Page excerpt:
:::

CRISPR technology allows scientists to edit DNA by cutting and pasting. The method is already used to manipulate the genes of plants and animals and has been proven to be able to also alter entire species – raising the specter of immense potential but also horrific consequences.
7. The ring of fire
About 2000 earthquakes hit Japan annually, but few cause damage or loss of life. The Land of the Rising Sun is one of the most vulnerable places in the world to natural disasters like earthquakes, typhoons, and tsunamis because of its location in the “ring of fire,” a 25,000-mile horseshoe-shaped area with a series of oceanic trenches, volcanic arcs, and belts, coupled with tectonic plate movements. Japan has developed a series of approaches to mitigate and recover from natural disasters.
8. Martin Eberhard, Marc Tarpenning & Elon Musk
Electric vehicles (EVs) have come a very long way in the last 30 years and are equal or superior to gasoline cars in many ways other than cost. At the center of this story is Tesla, founded by Martin Eberhard and Marc Tarpenning, which later brought in entrepreneur Elon Musk. How long it will take for the world to embrace EVs is not clear, but the shift away from the internal combustion engine is inevitable.
9. Mohammad Yunus
Mohammad Yunus, recognized as the godfather of microcredit, pioneered a concept that uses small loans at affordable interest rates to transform the lives of the impoverished and enable them to free themselves from poverty.

:::

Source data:

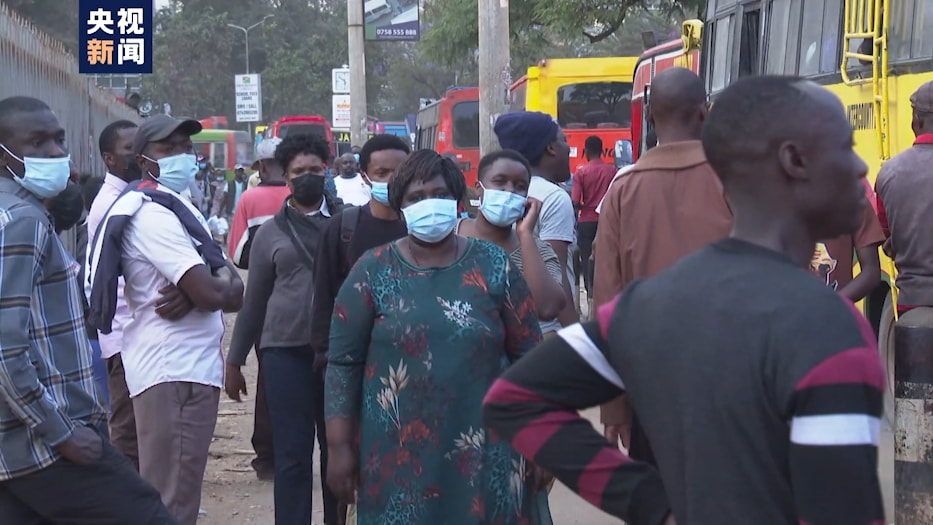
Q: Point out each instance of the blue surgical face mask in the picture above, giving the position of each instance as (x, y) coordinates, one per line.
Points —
(176, 172)
(502, 208)
(44, 178)
(380, 191)
(431, 220)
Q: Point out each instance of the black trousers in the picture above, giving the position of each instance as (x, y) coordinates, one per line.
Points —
(107, 492)
(296, 407)
(586, 234)
(262, 426)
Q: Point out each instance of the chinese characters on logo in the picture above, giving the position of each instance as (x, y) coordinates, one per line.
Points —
(116, 39)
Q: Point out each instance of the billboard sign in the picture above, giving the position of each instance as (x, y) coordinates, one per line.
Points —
(248, 98)
(341, 112)
(392, 19)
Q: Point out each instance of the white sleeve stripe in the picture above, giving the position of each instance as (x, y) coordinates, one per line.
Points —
(576, 338)
(835, 430)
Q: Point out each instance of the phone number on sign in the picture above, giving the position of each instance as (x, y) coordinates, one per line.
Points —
(385, 31)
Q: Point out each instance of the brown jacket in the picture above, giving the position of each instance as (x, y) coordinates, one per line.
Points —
(670, 205)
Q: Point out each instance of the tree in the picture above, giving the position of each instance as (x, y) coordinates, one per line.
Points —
(57, 18)
(196, 56)
(410, 76)
(191, 59)
(543, 28)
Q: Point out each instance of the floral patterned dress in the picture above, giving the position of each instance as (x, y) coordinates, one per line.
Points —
(412, 354)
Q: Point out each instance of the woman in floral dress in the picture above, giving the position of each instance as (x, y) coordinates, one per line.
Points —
(421, 329)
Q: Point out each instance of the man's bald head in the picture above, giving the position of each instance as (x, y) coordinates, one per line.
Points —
(677, 105)
(785, 144)
(347, 164)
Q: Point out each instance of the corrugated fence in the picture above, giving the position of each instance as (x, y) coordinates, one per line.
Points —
(33, 64)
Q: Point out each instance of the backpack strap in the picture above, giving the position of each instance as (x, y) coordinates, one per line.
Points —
(348, 220)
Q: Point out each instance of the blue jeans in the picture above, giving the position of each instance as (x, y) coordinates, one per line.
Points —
(100, 374)
(295, 397)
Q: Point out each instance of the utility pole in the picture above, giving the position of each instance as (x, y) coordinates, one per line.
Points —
(355, 35)
(246, 31)
(494, 73)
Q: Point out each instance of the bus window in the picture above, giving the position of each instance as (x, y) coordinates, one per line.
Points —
(298, 129)
(518, 97)
(923, 30)
(777, 37)
(465, 118)
(594, 105)
(749, 44)
(721, 53)
(832, 22)
(244, 148)
(219, 155)
(900, 26)
(810, 44)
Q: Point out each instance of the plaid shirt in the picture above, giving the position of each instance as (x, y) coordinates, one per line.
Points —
(46, 383)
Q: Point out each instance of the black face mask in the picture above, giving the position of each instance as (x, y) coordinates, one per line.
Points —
(132, 169)
(308, 189)
(66, 207)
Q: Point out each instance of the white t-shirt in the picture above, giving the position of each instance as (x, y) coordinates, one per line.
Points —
(157, 251)
(354, 192)
(557, 222)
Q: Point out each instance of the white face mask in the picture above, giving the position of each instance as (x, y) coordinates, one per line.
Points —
(43, 177)
(177, 171)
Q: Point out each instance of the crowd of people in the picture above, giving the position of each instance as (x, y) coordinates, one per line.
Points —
(437, 359)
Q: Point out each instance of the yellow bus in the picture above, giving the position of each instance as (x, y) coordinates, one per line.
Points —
(587, 96)
(873, 54)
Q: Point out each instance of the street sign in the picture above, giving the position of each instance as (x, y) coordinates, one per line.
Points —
(340, 81)
(341, 112)
(392, 19)
(248, 98)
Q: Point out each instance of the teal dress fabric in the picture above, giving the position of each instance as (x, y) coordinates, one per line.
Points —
(412, 354)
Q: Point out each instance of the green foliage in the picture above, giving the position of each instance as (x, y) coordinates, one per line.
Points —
(58, 18)
(554, 28)
(196, 55)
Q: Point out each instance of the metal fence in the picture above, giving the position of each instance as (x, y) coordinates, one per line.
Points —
(35, 65)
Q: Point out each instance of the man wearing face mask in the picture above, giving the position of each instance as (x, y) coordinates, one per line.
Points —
(539, 138)
(276, 309)
(116, 150)
(357, 230)
(256, 207)
(173, 362)
(351, 187)
(57, 462)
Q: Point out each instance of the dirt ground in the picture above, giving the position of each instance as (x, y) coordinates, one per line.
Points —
(232, 495)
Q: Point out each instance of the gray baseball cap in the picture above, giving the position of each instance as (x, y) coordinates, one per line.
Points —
(159, 127)
(265, 150)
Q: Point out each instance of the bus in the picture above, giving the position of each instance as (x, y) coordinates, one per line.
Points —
(313, 125)
(587, 96)
(224, 148)
(873, 54)
(650, 63)
(451, 125)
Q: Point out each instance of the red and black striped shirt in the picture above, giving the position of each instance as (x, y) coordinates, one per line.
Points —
(759, 389)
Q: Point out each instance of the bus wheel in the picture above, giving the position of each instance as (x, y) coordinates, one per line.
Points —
(886, 350)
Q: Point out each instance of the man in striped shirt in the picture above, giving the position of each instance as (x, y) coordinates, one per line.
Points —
(56, 462)
(759, 388)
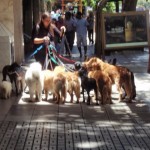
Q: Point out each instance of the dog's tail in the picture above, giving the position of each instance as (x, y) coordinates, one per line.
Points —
(76, 87)
(133, 86)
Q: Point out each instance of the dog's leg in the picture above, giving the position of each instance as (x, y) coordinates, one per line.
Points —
(31, 91)
(15, 81)
(46, 94)
(77, 93)
(96, 95)
(83, 95)
(119, 90)
(89, 98)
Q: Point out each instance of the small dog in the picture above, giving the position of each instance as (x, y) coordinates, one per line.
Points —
(56, 83)
(48, 82)
(104, 85)
(5, 89)
(60, 87)
(87, 84)
(59, 69)
(34, 80)
(16, 75)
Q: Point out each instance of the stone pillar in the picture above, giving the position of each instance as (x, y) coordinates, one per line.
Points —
(18, 31)
(36, 11)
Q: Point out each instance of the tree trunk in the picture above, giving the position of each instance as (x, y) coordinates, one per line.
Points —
(98, 44)
(129, 5)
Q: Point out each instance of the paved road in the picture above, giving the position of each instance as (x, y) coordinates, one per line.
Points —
(45, 125)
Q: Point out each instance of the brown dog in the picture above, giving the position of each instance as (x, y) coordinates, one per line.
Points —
(73, 85)
(104, 85)
(60, 87)
(48, 82)
(118, 75)
(55, 83)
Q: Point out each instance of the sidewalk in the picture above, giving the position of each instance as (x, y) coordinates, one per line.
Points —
(45, 125)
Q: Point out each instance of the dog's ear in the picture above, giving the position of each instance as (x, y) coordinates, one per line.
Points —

:::

Your tasks:
(a) Duplicate the passage on CRISPR, Japan's earthquakes, electric vehicles, and microcredit, starting at "8. Martin Eberhard, Marc" and ending at "engine is inevitable.".
(b) Pick up the numbered passage on CRISPR, Japan's earthquakes, electric vehicles, and microcredit after its last sentence and continue writing it.

Responses by item number:
(a)
8. Martin Eberhard, Marc Tarpenning & Elon Musk
Electric vehicles (EVs) have come a very long way in the last 30 years and are equal or superior to gasoline cars in many ways other than cost. At the center of this story is Tesla, founded by Martin Eberhard and Marc Tarpenning, which later brought in entrepreneur Elon Musk. How long it will take for the world to embrace EVs is not clear, but the shift away from the internal combustion engine is inevitable.

(b)
10. Beyond Meat
Research has shown a direct correlation between animal protein consumption and cancer, heart disease and diabetes. Meat production is also responsible for 18% of the planet’s greenhouse gas emissions and uses 70% of arable lands. As the population increases to approximately 10 billion in 2050, the human demand for meat will double, presenting four key challenges: human health, climate change, natural resources, and animal welfare. Ethan Brown founded Beyond Meat to present consumers with an alternative that uses planet-based protein to solve one of the biggest problems facing the world today.
As people everywhere turn on their taps, most are not aware that by 2025, at least half the globe’s population of 7.6 billion is expected to be living in water-stressed areas. According to the World Health Organization, as of 2017, over 2 billion people globally lacked access to safe drinking water. Although Israeli founder Amir Peleg created TaKaDu to help water authorities identify where they were losing water through leakage, the technology has expanded into an operational platform to detect and manage incidents including data problems, meter issues and water quality control. It can also be used as an early warning system to predict adverse events, and thus TaKaDu has become the eyes and ears of water utility companies all over the world.
12. Toomas Hendrick Ilves
Estonia has quietly become the world’s only digital republic. With a mere 1.3 million people, the country has attracted attention from world leaders, academics, and venture capitalists because 99% of the country’s public services are available 24/7 online. For example, taxes are completed in under five minutes, and over one-third of the country’s citizens vote online. Estonia offers the world a powerful blueprint for living in a digital society. Hendrick Ilves, an Estonian ambassador to the US and later the president of Estonia, was an instrumental figure in this transformation, helping the country reinvent itself into what he calls “E-Stonia.”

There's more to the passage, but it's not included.